* **What is required**: Convert the lines from the one holding "[segment] basket leg" through the final line, inclusive, into a Markdown table with the columns Row and Line. Give each line its row number and skip blank lines.

* **Lines from a data source**:
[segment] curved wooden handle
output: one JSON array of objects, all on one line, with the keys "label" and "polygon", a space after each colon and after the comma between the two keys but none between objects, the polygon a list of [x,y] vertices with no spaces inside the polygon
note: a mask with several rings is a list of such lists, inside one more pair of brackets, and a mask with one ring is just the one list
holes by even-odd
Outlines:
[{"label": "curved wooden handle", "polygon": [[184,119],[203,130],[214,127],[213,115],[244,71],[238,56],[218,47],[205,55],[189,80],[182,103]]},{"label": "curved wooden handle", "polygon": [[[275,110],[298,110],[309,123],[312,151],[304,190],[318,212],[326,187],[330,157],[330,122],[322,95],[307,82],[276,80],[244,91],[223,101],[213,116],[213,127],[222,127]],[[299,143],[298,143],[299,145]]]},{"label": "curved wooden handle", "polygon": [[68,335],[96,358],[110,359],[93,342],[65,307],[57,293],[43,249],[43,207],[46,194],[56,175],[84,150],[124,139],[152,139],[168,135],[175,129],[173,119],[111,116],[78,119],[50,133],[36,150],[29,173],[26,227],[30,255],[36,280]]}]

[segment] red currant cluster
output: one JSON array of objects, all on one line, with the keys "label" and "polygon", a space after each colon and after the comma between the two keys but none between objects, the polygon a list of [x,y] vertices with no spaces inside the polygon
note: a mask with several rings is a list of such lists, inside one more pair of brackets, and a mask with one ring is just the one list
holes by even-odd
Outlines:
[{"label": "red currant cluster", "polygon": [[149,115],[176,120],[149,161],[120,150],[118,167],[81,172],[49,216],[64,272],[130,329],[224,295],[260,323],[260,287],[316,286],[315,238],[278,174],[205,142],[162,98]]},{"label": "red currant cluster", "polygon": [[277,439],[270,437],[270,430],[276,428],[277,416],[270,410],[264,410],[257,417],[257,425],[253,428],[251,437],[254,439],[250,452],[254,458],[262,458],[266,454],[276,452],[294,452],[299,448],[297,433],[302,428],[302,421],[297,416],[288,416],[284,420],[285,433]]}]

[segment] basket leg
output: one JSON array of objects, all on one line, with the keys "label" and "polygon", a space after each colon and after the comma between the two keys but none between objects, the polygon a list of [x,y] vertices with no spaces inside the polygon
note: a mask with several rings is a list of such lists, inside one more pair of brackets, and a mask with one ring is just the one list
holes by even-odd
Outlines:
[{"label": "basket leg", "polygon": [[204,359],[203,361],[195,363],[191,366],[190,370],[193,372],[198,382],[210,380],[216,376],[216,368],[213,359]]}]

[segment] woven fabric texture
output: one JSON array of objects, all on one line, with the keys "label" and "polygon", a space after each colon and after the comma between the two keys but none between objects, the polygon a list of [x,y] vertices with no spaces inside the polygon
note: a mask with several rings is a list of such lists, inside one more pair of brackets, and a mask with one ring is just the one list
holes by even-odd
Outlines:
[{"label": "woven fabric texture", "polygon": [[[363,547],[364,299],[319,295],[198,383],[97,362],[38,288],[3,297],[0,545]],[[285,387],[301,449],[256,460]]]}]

* **The answer**:
| Row | Line |
|---|---|
| 1 | [segment] basket leg |
| 2 | output: one JSON array of objects, all on one line, with the keys "label" and "polygon", a space after each colon and after the comma between the two keys but none between objects, the polygon a list of [x,y] vertices with no spaces inside the polygon |
| 3 | note: a mask with several rings is a list of such lists, inside one more pair of brackets, and a mask with one ring is just the one list |
| 4 | holes by even-odd |
| 5 | Outlines: |
| 6 | [{"label": "basket leg", "polygon": [[204,359],[203,361],[195,363],[191,366],[190,370],[193,372],[198,382],[210,380],[216,376],[216,368],[213,359]]}] |
| 7 | [segment] woven fabric texture |
| 8 | output: one JSON array of objects, all on one line, with the keys "label" and "polygon", a space after each colon and after the comma between the two keys but none between objects, the polygon a list of [x,y] vertices with no spaces inside the polygon |
| 9 | note: a mask with several rings is a list of such lists, inside one more pair of brackets, and a mask with one ring is just the one list |
| 10 | holes by even-odd |
| 11 | Outlines: |
| 12 | [{"label": "woven fabric texture", "polygon": [[[363,547],[364,299],[319,295],[198,383],[97,362],[38,288],[3,297],[0,545]],[[285,387],[301,449],[256,460]]]}] |